Your objective: The answer must be an exact reproduction of the lines from the start of the records below through the line containing "Target: curved metal roof", and nothing more.

....

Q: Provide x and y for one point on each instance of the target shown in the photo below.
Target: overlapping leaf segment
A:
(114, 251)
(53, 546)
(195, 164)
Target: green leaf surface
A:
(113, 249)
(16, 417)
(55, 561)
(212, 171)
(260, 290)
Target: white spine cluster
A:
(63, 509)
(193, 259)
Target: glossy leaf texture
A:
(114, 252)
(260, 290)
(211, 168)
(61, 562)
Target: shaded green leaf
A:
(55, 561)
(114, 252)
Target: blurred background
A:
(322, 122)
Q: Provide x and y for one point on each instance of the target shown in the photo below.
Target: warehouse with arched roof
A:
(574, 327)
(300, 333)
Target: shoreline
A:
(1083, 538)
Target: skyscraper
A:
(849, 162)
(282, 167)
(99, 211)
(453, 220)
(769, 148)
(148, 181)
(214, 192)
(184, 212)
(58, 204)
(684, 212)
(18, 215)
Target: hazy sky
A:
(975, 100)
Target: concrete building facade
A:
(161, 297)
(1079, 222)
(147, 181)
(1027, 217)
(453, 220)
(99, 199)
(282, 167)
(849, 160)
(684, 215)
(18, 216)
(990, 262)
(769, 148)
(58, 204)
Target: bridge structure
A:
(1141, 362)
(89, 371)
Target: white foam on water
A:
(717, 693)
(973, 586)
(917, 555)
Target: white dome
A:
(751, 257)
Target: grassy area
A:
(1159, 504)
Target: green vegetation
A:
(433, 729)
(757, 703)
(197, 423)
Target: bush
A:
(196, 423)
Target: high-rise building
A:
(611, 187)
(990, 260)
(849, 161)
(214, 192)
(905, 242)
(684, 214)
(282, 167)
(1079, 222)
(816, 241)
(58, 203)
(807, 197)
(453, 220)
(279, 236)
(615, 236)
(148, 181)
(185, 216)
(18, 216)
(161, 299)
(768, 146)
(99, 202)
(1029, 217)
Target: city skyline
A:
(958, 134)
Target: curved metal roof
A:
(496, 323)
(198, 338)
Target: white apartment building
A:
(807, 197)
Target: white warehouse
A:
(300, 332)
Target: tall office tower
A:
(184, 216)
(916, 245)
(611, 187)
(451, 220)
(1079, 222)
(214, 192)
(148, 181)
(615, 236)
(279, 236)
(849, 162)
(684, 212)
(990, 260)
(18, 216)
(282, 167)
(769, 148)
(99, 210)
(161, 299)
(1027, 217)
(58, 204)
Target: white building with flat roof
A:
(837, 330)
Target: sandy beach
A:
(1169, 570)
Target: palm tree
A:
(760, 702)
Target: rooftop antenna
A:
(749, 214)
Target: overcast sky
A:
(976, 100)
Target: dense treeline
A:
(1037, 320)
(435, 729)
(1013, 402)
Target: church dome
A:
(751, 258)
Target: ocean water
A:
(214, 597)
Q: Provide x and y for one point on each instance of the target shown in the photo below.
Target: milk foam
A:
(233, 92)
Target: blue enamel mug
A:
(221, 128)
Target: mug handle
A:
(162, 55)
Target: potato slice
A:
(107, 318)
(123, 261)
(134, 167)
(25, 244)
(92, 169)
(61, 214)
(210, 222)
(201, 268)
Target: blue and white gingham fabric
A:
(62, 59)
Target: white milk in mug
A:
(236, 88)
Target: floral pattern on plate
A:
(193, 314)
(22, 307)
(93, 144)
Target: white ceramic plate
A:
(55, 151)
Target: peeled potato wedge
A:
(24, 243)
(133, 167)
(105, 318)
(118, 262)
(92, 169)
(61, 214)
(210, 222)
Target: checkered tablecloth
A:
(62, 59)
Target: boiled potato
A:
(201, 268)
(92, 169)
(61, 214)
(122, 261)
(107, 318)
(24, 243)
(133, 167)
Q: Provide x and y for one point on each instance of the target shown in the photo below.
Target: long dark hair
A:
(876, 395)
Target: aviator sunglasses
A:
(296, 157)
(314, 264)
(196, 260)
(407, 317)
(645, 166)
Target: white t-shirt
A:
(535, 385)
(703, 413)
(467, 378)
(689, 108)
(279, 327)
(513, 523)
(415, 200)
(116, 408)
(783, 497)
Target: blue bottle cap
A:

....

Response for this exercise:
Q: Provide x and y for one point on each instance of the target shown in the photo below.
Target: overlapping leaf segment
A:
(114, 251)
(53, 546)
(195, 164)
Target: green leaf surface
A:
(113, 249)
(16, 417)
(55, 561)
(212, 171)
(260, 290)
Target: white spine cluster
A:
(63, 509)
(193, 259)
Target: glossy leaf texture
A:
(114, 252)
(260, 290)
(211, 168)
(61, 562)
Target: shaded green leaf
A:
(55, 561)
(114, 252)
Target: blurred background
A:
(322, 122)
Q: Provide x and y for one point on each instance of the target shown in the photo below.
Target: warehouse with arched roof
A:
(574, 327)
(300, 333)
Target: shoreline
A:
(1083, 538)
Target: skyscraper
A:
(849, 162)
(282, 167)
(99, 211)
(453, 220)
(769, 148)
(148, 181)
(214, 192)
(184, 212)
(58, 204)
(684, 212)
(18, 215)
Target: hazy sky
A:
(975, 100)
Target: concrete building facade
A:
(161, 297)
(1079, 222)
(147, 181)
(1027, 217)
(453, 220)
(99, 199)
(282, 167)
(849, 160)
(684, 215)
(18, 216)
(990, 262)
(769, 148)
(58, 204)
Target: bridge structure
A:
(1141, 362)
(89, 371)
Target: white foam on water
A:
(717, 693)
(973, 586)
(917, 555)
Target: white dome
A:
(751, 257)
Target: grassy area
A:
(1159, 504)
Target: green vegetation
A:
(433, 729)
(757, 703)
(197, 423)
Target: bush
A:
(196, 423)
Target: high-rise building
A:
(611, 187)
(990, 260)
(849, 161)
(214, 192)
(905, 242)
(684, 214)
(282, 167)
(1079, 222)
(816, 241)
(58, 203)
(807, 197)
(453, 220)
(279, 236)
(615, 236)
(148, 181)
(185, 216)
(18, 216)
(161, 299)
(768, 146)
(99, 202)
(1029, 217)
Target: city skyline
A:
(958, 134)
Target: curved metal roof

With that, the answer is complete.